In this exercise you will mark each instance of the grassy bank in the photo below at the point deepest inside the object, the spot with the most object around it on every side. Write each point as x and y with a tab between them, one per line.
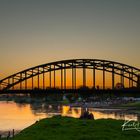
63	128
135	104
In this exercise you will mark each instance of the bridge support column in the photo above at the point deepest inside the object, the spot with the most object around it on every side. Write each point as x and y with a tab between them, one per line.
61	77
103	77
32	80
20	82
12	83
25	81
138	82
84	76
54	76
65	76
43	79
113	78
38	78
122	78
50	76
94	77
73	77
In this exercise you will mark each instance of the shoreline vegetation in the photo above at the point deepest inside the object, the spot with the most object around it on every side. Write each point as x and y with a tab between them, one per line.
66	128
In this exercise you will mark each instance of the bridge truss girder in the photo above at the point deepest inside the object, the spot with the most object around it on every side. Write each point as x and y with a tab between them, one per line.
125	71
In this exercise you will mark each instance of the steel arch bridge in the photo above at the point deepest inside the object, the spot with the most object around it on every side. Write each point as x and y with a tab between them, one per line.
132	74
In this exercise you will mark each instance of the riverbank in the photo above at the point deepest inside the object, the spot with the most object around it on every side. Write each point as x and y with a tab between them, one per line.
65	128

________

> **PROBLEM STATEMENT**:
Make a verbatim copy of all the entries and strip out the pictures.

> **TASK SOLUTION**:
In this exercise you will mark each instance of the grassy bank in the photo below at the point deepest inside the object, the spot with the most object around it on every side. Write each point as x and y with a tab between them, one per line.
63	128
135	104
In this exercise you will mark each instance of the bridge support column in the photo above at the point deepest inside the object, the spot with the most object around it on every side. Write each point as x and y with a tab between them, one per line.
61	77
103	77
32	80
20	82
12	83
25	81
138	82
84	76
54	76
65	76
43	79
113	78
38	78
122	78
50	76
94	77
73	77
In this exercise you will mark each instance of the shoreline vegetation in the photo above at the point deepest inside the object, the spot with the most object around it on every side. Write each point as x and y with a tab between them, one per line.
66	128
In this exercise you will mark each instance of the bridge truss girder in the photo above at the point deepest inside the object, the spot with the most object around it on every side. Write each point as x and y with a tab between them, one per line.
125	71
In this exercise you will mark each instance of the steel arch bridge in the photo above at the point deepest inside the object, the spot with the most object around it on every side. Write each point as x and y with a tab between them, one per line.
132	74
In this exercise you will mark each instance of the riverbank in the photo above at the point deepest inside the object, the spot with the most object around it on every side. Write each point as x and y with a tab between them, one per line.
65	128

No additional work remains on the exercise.